__Stated problem__
Turn all the rows below into a numbered list, leaving out any blank lines.

__Supplied data__
=-=-=
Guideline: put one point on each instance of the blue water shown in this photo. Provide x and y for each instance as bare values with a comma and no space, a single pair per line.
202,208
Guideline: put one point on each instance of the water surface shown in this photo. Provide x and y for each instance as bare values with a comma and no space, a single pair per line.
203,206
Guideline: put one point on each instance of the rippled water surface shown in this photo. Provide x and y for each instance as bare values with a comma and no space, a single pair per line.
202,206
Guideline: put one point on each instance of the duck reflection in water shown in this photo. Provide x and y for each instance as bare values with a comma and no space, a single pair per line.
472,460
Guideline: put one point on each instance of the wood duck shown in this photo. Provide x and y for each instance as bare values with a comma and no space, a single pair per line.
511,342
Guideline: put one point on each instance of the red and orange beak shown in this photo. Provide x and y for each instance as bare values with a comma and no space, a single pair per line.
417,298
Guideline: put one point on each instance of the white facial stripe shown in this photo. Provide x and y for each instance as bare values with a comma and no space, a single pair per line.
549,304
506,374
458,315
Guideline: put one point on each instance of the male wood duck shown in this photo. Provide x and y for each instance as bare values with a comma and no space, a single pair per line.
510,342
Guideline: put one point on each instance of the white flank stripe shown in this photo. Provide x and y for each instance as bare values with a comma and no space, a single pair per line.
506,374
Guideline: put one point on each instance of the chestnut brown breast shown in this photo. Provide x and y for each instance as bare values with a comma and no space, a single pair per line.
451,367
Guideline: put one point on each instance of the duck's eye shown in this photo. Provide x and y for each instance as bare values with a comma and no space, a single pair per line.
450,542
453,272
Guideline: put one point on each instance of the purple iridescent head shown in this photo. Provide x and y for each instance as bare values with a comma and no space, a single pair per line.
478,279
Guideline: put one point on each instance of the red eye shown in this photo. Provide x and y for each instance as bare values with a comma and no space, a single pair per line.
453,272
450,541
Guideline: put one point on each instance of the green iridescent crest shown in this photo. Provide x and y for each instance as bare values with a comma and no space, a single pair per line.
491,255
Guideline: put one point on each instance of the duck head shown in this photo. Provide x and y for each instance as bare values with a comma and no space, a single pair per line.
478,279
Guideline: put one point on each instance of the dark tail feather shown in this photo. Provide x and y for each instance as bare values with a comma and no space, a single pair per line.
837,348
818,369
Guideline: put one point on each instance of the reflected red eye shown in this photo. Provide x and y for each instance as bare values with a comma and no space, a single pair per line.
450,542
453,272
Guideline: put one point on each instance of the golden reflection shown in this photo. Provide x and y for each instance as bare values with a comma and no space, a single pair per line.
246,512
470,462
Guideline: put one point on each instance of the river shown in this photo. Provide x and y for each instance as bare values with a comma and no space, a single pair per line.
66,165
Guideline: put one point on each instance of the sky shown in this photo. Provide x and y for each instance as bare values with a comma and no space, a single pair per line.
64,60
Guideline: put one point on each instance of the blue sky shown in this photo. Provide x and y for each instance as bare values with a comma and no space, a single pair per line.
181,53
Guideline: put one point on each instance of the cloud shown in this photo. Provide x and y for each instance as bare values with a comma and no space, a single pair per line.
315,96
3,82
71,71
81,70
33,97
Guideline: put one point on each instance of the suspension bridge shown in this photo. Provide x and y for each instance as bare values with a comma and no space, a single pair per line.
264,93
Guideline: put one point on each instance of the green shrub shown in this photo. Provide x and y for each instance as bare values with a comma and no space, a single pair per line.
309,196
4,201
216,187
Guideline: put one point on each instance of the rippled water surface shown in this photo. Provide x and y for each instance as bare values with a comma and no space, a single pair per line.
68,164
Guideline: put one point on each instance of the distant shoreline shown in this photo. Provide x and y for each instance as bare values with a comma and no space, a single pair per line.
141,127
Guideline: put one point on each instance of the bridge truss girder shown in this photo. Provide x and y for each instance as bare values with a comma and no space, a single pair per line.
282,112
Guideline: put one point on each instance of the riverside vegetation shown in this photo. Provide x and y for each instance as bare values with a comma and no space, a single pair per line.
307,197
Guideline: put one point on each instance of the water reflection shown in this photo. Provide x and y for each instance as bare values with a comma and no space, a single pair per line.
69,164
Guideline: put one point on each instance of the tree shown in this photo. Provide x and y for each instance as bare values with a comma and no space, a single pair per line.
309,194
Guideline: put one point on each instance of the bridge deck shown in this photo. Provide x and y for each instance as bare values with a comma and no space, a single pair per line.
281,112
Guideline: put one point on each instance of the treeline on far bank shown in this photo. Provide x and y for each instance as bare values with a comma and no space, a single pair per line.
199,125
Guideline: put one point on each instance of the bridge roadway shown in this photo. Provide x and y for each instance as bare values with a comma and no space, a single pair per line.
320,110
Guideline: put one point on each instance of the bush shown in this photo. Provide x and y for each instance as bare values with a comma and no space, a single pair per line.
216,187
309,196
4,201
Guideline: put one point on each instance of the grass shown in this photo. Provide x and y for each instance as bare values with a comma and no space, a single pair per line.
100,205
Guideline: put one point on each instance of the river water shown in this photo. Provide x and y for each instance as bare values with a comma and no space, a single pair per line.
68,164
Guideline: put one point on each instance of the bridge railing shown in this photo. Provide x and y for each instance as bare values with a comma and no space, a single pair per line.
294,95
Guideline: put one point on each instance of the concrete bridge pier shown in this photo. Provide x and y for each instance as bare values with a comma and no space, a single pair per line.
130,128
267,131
=-=-=
__Solution for this exercise__
1. Guideline: put one point on each instance of the blue water shown in this photo. Provide x and y for each instance as bare values with a comma and no space, a single pair per line.
2. 202,208
3. Guideline: put one point on each instance of the water surface shown in this photo. Provide x and y for each instance as bare values with a comma and no space, a single pair per line.
4. 203,206
5. Guideline: put one point on each instance of the rippled water surface shown in this photo. Provide x and y for each instance as bare values with a comma and no space, a single pair per line.
6. 202,206
7. Guideline: put one point on each instance of the duck reflection in water shown in this photo. Provide x and y for each instance as bare values with a comma and no space, a single pair per line.
8. 472,460
9. Guideline: put one point on each instance of the wood duck shown in this photo. Provide x and y for each instance as bare values with a comma and no space, a single pair per line.
10. 511,342
11. Guideline: put one point on each instance of the red and orange beak shown in this photo. Provide x and y for each instance as bare values with a comma and no space, a single pair per line.
12. 417,298
13. Guideline: put one point on each instance of the white facial stripe shown in this photo. Provide x and y for each instance as bare values with a comma and no space, a single pair per line.
14. 549,304
15. 506,374
16. 458,315
17. Guideline: put one point on each instance of the male wood duck shown in this photo. Provide x and y for each instance as bare values with a comma and no space, a single pair per line.
18. 510,342
19. Guideline: put one point on each instance of the white flank stripe shown in this photo. Provide x and y for each instance as bare values with a comma and no space, a single pair per line.
20. 506,374
21. Guideline: put one point on each instance of the chestnut brown breast shown in this photo. Provide x and y for each instance as bare values with a comma and no space, a single pair per line.
22. 451,367
23. Guideline: put one point on each instance of the duck's eye shown in this photo. Provide x and y for each instance as bare values with a comma and no space, a single pair per line.
24. 450,542
25. 453,272
26. Guideline: put one point on each instance of the purple iridescent head shown in this photo. Provide x and y for each instance as bare values with a comma and no space, a single pair per line.
27. 478,279
28. Guideline: put one point on each instance of the red eye shown in this photo. Provide x and y for each instance as bare values with a comma and no space, a single pair per line.
29. 453,272
30. 450,541
31. Guideline: put one point on each instance of the green iridescent crest shown in this photo. Provide x and y for each instance as bare values with a comma and no space, a single pair per line.
32. 491,255
33. Guideline: put one point on each instance of the duck head shown in this photo. Provide x and y for each instance as bare values with a comma and no space, a single pair per line.
34. 478,279
35. Guideline: put one point on each instance of the dark tail feather shown in this photo. Provide x and y for each instance as bare values with a comma and no space, a single pair per line.
36. 837,348
37. 818,369
38. Guideline: put one point on each instance of the reflected red eye shown in this photo. Provide x and y for each instance as bare values with a comma and no space, a single pair per line.
39. 450,542
40. 453,272
41. Guideline: put one point on each instance of the golden reflection shown in this photo. Provide x and y for each instance as bare values with a comma and no space, a single pair per line.
42. 246,512
43. 470,462
44. Guideline: put one point on each instance of the river shown in this photo. Provide x and y for each instance as bare values with a comma and no space, a single pair per line.
45. 66,165
46. Guideline: put one point on each instance of the sky shown in this photo. Provide x and y for each instance as bare values with a comma and no space, a single pair per line.
47. 64,60
48. Guideline: put one point on each instance of the blue sky shown in this photo. Provide x and y for each instance as bare values with a comma and no space, a single pair per line.
49. 181,53
50. Guideline: put one point on each instance of the cloud shown in this photo. Provide x and y for each instance as bare values with a comma and no space, a single pair per line.
51. 315,96
52. 3,82
53. 71,71
54. 81,70
55. 33,97
56. Guideline: put one point on each instance of the suspension bridge shown in this photo. Provide x and y for each instance as bare values with a comma and no space, a single pair per line.
57. 264,93
58. Guideline: put one point on each instance of the green shrub shown in this photo. Provide x and y for each instance as bare values with a comma and no space, a single pair per line.
59. 309,196
60. 4,201
61. 216,187
62. Guideline: put one point on each instance of the rippled water surface shown in this photo. Provide x and y for each instance as bare values with a comma and no space, a single pair per line.
63. 68,164
64. Guideline: put one point on each instance of the distant shoreline shown in this photo. Provide x and y for each instance as bare values with a comma and no space, a single pair per line.
65. 141,127
66. Guideline: put one point on each instance of the bridge truss girder shown in this photo. Provide x and y for each instance as bare values with a comma and no space, a single pair per line.
67. 282,112
68. Guideline: put one point on each instance of the riverside vegetation shown in this photo. Provide x and y for each instance as bare values with a comma and no space, a single pair per line.
69. 307,197
70. Guideline: put one point on each instance of the water reflection shown in this photo. Provide x and y for each instance as bare values with a comma and no space, a single pair per line.
71. 69,164
72. Guideline: put one point on each instance of the tree shown in this photo. Provide x and y for each instance as bare values with a comma and no space, a single pair per line.
73. 309,194
74. Guideline: put one point on each instance of the bridge deck shown in this photo. Provide x and y for each instance as bare values with a comma and no space, a single pair per line.
75. 281,112
76. Guideline: put one point on each instance of the treeline on far bank shown in this photo. Provide x and y for each instance as bare values with a comma and no space, a single pair per line.
77. 199,125
78. Guideline: put one point on each instance of the bridge roadway shown in this photo. Provide x and y for each instance as bare values with a comma and no space, a single pair per line.
79. 320,110
80. Guideline: put one point on each instance of the bush shown in this photo. Provide x and y for each instance as bare values with a comma and no space, a single pair per line.
81. 216,187
82. 309,196
83. 4,201
84. Guideline: put one point on each instance of the grass shown in this photo. Provide x and y for each instance as bare values with a comma and no space, a single pair per line.
85. 100,205
86. Guideline: put one point on each instance of the river water shown in this photo. Provide x and y for each instance as bare values with a comma and no space, a single pair per line.
87. 68,164
88. Guideline: put one point on each instance of the bridge railing shown in this photo. Provide x and y for each instance as bare values with a comma and no space, a single pair per line.
89. 294,95
90. Guideline: put one point on each instance of the concrete bridge pier shown in this photo. Provide x and y for each instance as bare values with a comma and no space, a single pair per line.
91. 130,128
92. 267,131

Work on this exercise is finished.